Compito breve A:
Perché, secondo la presentazione del libro, le curatrici non pretendono di ricondurre a sintesi le tante storie raccolte?
Compito breve B:
Riporta dalla presentazione del libro tutto ciò che va da "Non un elenco" fino a "un’esperienza così significativa.".
Compito breve C:
Riprendi la presentazione del libro e proseguila dopo l'ultima frase riportata.

Testo da leggere:
━━━━━━

Il libro sintetizza il lavoro di riflessione e ricerca sviluppato per circa un anno da donne fra i 53 e i 70 anni, che, in 10 laboratori distribuiti su tutto il territorio nazionale, hanno provato a leggere il loro vissuto in funzione della “reinvenzione” del presente.
Non un elenco di storie individuali, ma il tentativo di ragionare sui percorsi di chi, nel passato, ha avuto il coraggio di navigare in mare aperto per riflettere “sulla biografia della nazione”.
Nessuna pretesa, come hanno affermato le curatrici, di ricondurre le tante, e varie, storie a sintesi: si tratta di persone che “hanno rotto i copioni” in modi diversi, e da diverse collocazioni, utilizzando tutte, però, lo sguardo proprio delle donne.
Uno sguardo originale rivolto all’amore, al corpo, alla maternità, al lavoro. E accanto alla forza, c’è posto per la fragilità e la debolezza. C’è posto per la riflessione sulle “orme lasciate”, i diritti conquistati, le disillusioni, la difficoltà di trasmettere e condividere un’esperienza così significativa.

━━━━━━

Voci dei dati:

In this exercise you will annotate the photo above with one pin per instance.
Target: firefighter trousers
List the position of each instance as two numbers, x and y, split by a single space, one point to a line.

━━━━━━

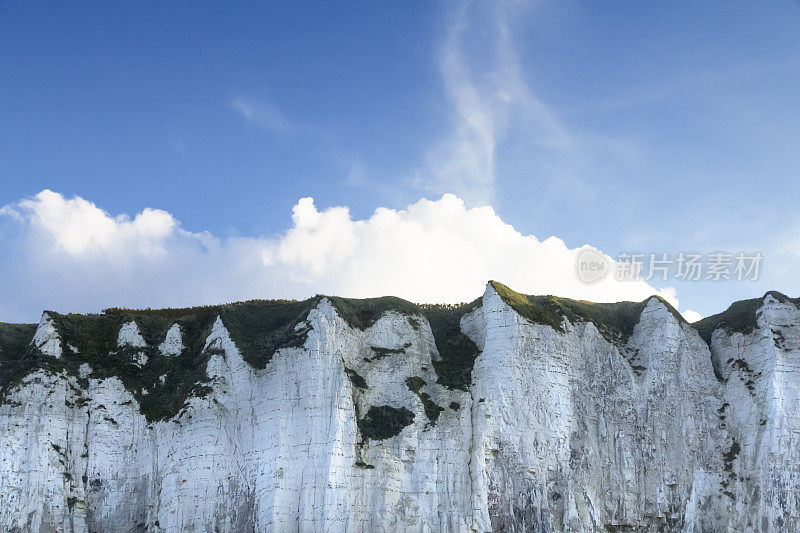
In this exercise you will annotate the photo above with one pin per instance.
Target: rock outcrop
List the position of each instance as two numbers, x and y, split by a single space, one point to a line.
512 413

━━━━━━

Risultato dell'esercizio A:
Perché le protagoniste sono persone che "hanno rotto i copioni" in modi diversi e da diverse collocazioni, pur utilizzando tutte lo sguardo proprio delle donne.

Risultato dell'esercizio B:
Non un elenco di storie individuali, ma il tentativo di ragionare sui percorsi di chi, nel passato, ha avuto il coraggio di navigare in mare aperto per riflettere “sulla biografia della nazione”.
Nessuna pretesa, come hanno affermato le curatrici, di ricondurre le tante, e varie, storie a sintesi: si tratta di persone che “hanno rotto i copioni” in modi diversi, e da diverse collocazioni, utilizzando tutte, però, lo sguardo proprio delle donne.
Uno sguardo originale rivolto all’amore, al corpo, alla maternità, al lavoro. E accanto alla forza, c’è posto per la fragilità e la debolezza. C’è posto per la riflessione sulle “orme lasciate”, i diritti conquistati, le disillusioni, la difficoltà di trasmettere e condividere un’esperienza così significativa.

Risultato dell'esercizio C:
E allora, re-inventare l’età matura significa avere il coraggio di mettere in discussione ciò che si è state, per affrontare le contraddizioni del presente.
Che a confrontarsi con queste problematiche siano state chiamate due donne, accomunate dal lavoro ma differenti per età, ha permesso di “proseguire la ricerca”, perché le “orme” e il rapporto passato-presente sono stati arricchiti da altri, e ulteriormente diversi, contributi “autobiografici”.
Katia Perna ha sottolineato come la memoria di queste donne sia diventata fatto, restituendoci quell’ansia di cambiamento che negli anni sessanta-settanta, ha attraversato l’intera società. Un “uscire dal bozzolo” segnato, innanzitutto, dalla conquista del lavoro, e dal persistere di contraddizioni e pudori, che emergono, per esempio, quando si tratta di raccontare la propria sessualità.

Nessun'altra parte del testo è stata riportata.